* **Data supplied**
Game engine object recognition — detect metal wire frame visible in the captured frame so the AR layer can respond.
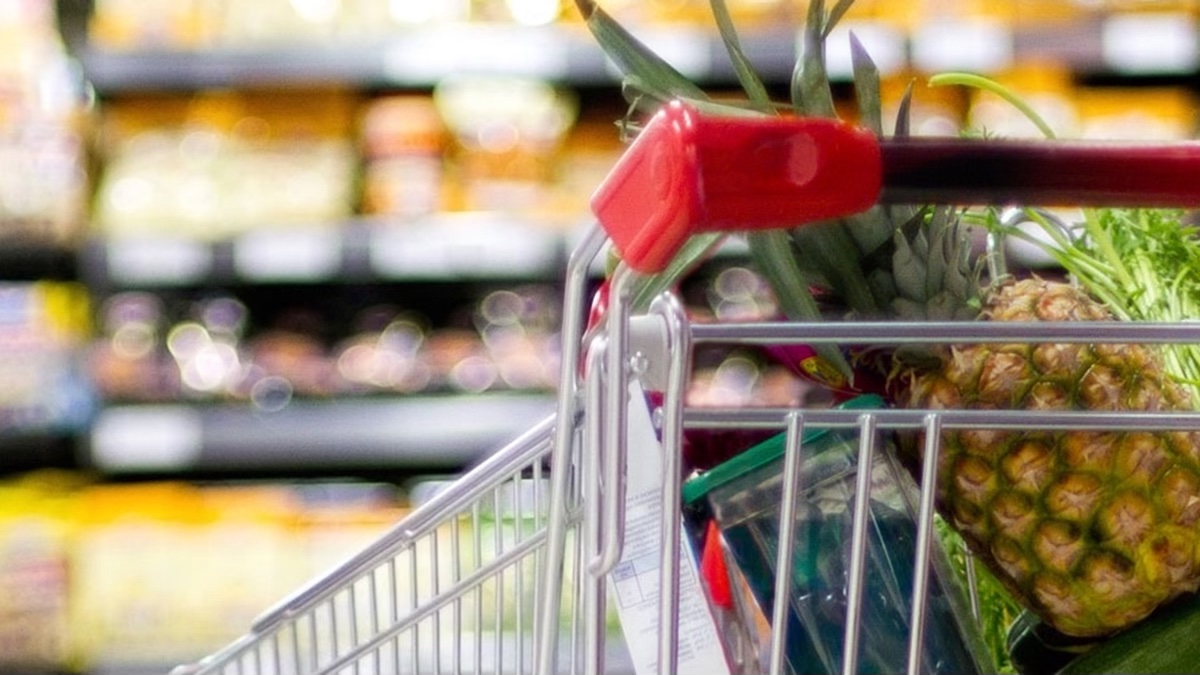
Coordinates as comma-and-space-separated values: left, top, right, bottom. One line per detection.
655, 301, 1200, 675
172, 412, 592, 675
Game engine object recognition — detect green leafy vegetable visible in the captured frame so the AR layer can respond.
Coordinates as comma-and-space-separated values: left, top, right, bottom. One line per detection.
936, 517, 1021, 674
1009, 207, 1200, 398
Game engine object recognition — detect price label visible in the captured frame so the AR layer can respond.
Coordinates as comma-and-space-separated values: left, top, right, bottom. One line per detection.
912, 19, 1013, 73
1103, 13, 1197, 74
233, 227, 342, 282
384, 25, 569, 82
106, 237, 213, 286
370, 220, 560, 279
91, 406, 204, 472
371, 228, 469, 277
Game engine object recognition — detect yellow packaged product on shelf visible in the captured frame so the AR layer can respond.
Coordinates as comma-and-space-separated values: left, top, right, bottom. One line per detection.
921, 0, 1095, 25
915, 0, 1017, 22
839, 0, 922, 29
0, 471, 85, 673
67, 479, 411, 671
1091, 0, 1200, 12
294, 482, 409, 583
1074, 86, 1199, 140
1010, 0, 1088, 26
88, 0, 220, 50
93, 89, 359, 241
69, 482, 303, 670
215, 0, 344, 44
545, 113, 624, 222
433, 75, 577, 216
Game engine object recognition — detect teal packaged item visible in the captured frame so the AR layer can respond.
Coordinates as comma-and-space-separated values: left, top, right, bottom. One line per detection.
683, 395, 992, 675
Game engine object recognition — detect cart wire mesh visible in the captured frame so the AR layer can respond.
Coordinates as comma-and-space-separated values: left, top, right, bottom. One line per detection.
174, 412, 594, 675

* * *

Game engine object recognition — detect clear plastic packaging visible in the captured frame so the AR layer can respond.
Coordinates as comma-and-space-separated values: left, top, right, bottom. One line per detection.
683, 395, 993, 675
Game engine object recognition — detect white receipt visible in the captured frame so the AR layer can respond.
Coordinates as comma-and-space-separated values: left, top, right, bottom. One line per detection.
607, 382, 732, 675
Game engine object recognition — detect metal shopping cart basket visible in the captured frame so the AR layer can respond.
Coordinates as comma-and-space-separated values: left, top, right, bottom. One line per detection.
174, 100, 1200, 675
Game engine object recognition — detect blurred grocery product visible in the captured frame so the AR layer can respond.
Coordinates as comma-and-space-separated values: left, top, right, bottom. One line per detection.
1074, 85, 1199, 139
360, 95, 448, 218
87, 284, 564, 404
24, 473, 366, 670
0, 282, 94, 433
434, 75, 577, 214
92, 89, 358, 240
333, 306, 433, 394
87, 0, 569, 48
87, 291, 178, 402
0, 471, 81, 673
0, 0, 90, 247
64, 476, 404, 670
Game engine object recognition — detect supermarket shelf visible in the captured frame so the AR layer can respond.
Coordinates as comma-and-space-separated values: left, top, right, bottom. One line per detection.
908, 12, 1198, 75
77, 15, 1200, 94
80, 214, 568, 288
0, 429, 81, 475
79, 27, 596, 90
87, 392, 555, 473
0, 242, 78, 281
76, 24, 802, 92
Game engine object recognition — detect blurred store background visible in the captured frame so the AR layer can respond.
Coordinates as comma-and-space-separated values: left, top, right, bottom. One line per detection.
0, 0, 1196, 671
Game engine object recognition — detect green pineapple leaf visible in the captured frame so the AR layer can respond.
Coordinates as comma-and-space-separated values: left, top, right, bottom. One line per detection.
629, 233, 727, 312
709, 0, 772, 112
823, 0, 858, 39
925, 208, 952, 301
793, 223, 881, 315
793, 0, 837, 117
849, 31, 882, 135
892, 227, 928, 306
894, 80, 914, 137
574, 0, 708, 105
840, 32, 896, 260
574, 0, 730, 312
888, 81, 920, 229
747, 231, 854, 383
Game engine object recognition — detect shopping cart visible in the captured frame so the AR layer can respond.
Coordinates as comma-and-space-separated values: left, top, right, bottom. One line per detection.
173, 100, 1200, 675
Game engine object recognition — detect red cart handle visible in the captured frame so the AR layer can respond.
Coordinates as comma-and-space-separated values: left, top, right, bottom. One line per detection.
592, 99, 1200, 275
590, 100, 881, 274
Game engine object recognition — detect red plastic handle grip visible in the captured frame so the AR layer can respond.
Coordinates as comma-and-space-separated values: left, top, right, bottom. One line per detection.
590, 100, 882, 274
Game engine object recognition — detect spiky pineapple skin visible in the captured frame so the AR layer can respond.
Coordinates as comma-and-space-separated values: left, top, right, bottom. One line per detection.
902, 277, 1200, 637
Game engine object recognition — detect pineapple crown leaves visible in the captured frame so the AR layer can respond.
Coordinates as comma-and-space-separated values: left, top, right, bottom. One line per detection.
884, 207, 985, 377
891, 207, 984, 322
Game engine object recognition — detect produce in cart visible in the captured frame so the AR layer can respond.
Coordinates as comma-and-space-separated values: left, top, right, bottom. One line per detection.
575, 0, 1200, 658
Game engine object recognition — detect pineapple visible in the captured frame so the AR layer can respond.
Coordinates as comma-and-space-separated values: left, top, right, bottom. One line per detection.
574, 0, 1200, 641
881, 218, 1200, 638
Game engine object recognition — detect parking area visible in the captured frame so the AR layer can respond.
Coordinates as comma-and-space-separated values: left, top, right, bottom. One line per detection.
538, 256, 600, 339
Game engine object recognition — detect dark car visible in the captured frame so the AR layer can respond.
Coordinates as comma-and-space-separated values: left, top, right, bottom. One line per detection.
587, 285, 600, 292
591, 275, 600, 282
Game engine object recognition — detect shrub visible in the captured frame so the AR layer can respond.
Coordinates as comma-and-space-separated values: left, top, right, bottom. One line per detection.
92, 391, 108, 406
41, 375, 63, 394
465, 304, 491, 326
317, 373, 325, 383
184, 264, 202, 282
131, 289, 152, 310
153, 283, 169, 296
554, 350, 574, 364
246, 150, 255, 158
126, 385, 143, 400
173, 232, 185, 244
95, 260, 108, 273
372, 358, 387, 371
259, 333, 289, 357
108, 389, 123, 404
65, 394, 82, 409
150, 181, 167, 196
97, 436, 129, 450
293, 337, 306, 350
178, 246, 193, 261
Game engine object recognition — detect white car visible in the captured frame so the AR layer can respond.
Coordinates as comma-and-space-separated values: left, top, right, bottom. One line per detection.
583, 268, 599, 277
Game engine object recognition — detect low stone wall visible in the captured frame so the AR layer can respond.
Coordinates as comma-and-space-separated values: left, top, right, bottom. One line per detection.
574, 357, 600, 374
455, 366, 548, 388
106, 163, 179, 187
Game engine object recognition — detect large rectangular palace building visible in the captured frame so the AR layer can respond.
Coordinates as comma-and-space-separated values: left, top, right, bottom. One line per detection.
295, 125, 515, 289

* **Exercise details**
Transcribe the lines above exactly, beginning at the one with "Game engine object recognition — detect metal wire" and ending at the one with "Game engine object recognition — detect yellow". Include both; exclude the pictures.

* **Answer to this task**
Game engine object recognition — detect metal wire frame visible in the captured frame so the AR layer can respond.
Coordinates as comma-and-space-separated values: left, top, right, bottom. One line per detection.
655, 301, 1200, 675
172, 412, 592, 675
Game engine object recognition — detect green leafy vegetable visible in the captured frame so the AR layer can respond.
Coordinates as comma-and-space-separated values: left, top, right, bottom. One line per detection.
936, 517, 1021, 674
1009, 207, 1200, 398
Game engine object recognition — detect price label visible in the captured frame so the AR layer can respond.
Coordinates as comma-and-space-separated values: left, top, right, bottom. One line per detection.
912, 19, 1013, 73
1103, 13, 1197, 74
233, 227, 342, 282
384, 25, 569, 82
106, 237, 213, 286
370, 220, 560, 279
91, 406, 204, 472
371, 228, 469, 277
Game engine object recognition — detect yellow packaged product on shelf visible in the captured frame so the AR layer can respond.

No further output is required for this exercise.